--- Estratto della fonte ---

Primo test: se già dal titolo del post sapete di cosa sto andando a parlare significa che siete sul pezzo o che avete figli tra i 13 e i 22 anni.

BeReal è una app che ogni giorno a un’ora a caso vi invia un messaggio. Appena lo ricevete dovete scattare una foto a quello che avete davanti a voi e in contemporanea il telefono vi scatta un selfie. Le due fotine vengono quindi condivise con la vostra rete di contatti che hanno BeReal e che avete ammesso nel vostro cerchio magico.

Si chiama BeReal perché se la foto viene male e la rifate, i vostri “amici” possono vedere quante volte l’avete rifatta. E, insomma… se la rifate più di due o tre volte fate la figura del BeFake…

Quindi…

Alla fine di quest’estate scopro che i miei figli ce l’hanno, il consorte si esalta e se la scarica, ma subito si rende conto che nessuno dei suoi contatti ha questa nuovissima app. Così passa qualche settimana condividendo con se stesso i suoi BeReal, cercando di pubblicizzarlo con chiunque ma raccogliendo praticamente nessun consenso. Diciamo che sopra i 25 si fa fatica a capirne il senso.

---

Obiettivo dichiarato 1
Elenca tutte le età espresse in anni nel testo su BeReal.
Obiettivo dichiarato 2
Stampa il passo del testo su BeReal che comincia con "Primo test: se" e prosegue fino a "vostro cerchio magico.".
Obiettivo dichiarato 3
Scrivi il seguito del testo su BeReal, a partire dall'ultima frase riportata.

--- Dati forniti ---

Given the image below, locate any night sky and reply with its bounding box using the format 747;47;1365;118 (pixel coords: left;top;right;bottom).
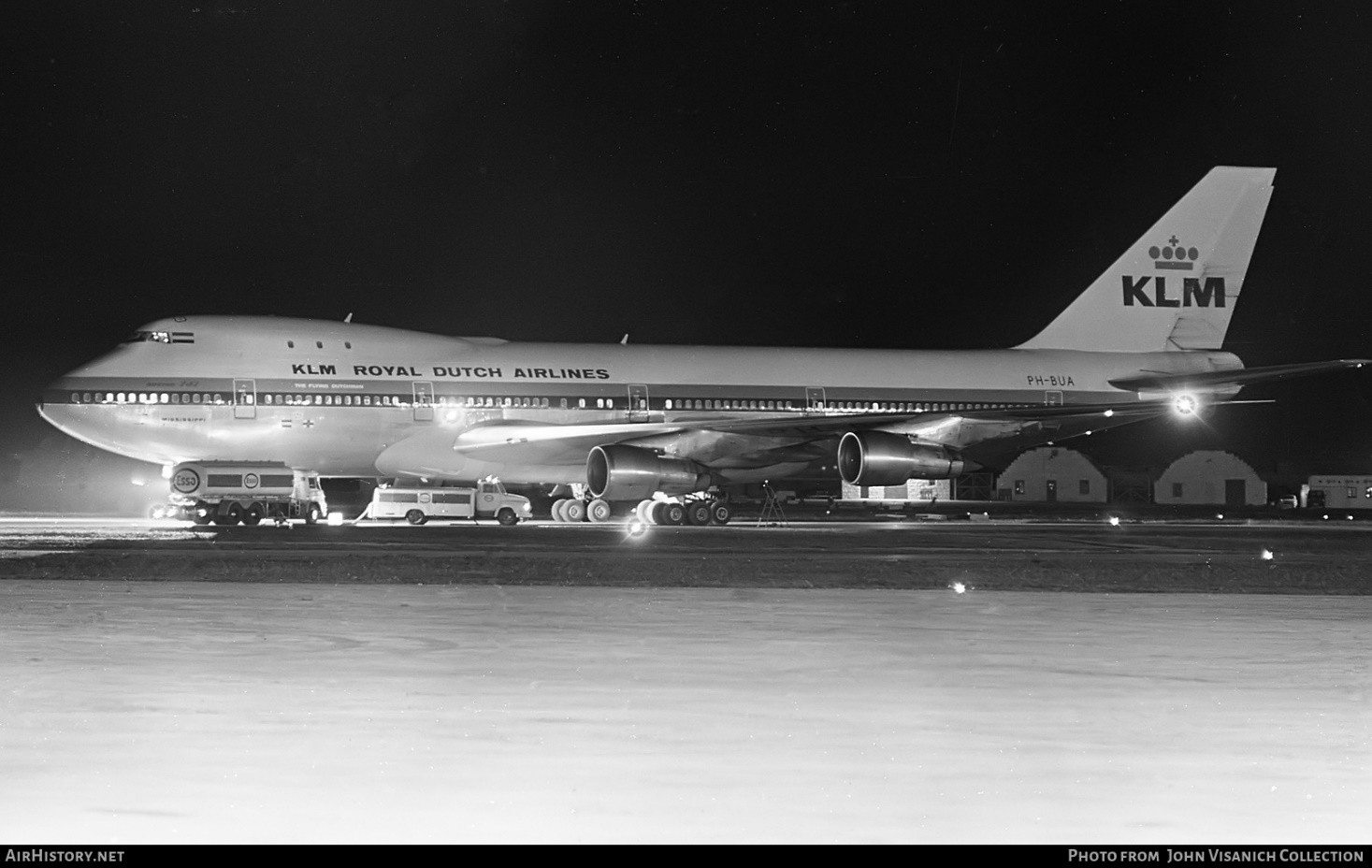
0;0;1372;501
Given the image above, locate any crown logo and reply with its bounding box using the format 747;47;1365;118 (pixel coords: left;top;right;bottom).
1148;236;1201;271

---

Risposta 1
- 13
- 22
- 25

Risposta 2
Primo test: se già dal titolo del post sapete di cosa sto andando a parlare significa che siete sul pezzo o che avete figli tra i 13 e i 22 anni.

BeReal è una app che ogni giorno a un’ora a caso vi invia un messaggio. Appena lo ricevete dovete scattare una foto a quello che avete davanti a voi e in contemporanea il telefono vi scatta un selfie. Le due fotine vengono quindi condivise con la vostra rete di contatti che hanno BeReal e che avete ammesso nel vostro cerchio magico.

Risposta 3
Poi, finalmente, a settembre io cambio il mio vecchissimo smartphone che mi impediva di scaricare qualsiasi cosa e come prima cosa mi scarico Be Real. Faccio le stesse constatazioni del consorte e per un po’ condividiamo solo tra noi due i nostri momenti giornalieri. 

Poi succede che il mio telefono capiti in mano ai tre giovinastri di casa, che scoprano i selfie imbarazzanti delle loro figure genitoriali e che le trovino molto, ma molto “divertenti”, come solo le cose molto, ma molto imbarazzanti possono essere. Quando smettono di ridere, decidono che sì, dare a noi due il loro contatto di BeReal può essere divertente.

E a me si apre un mondo.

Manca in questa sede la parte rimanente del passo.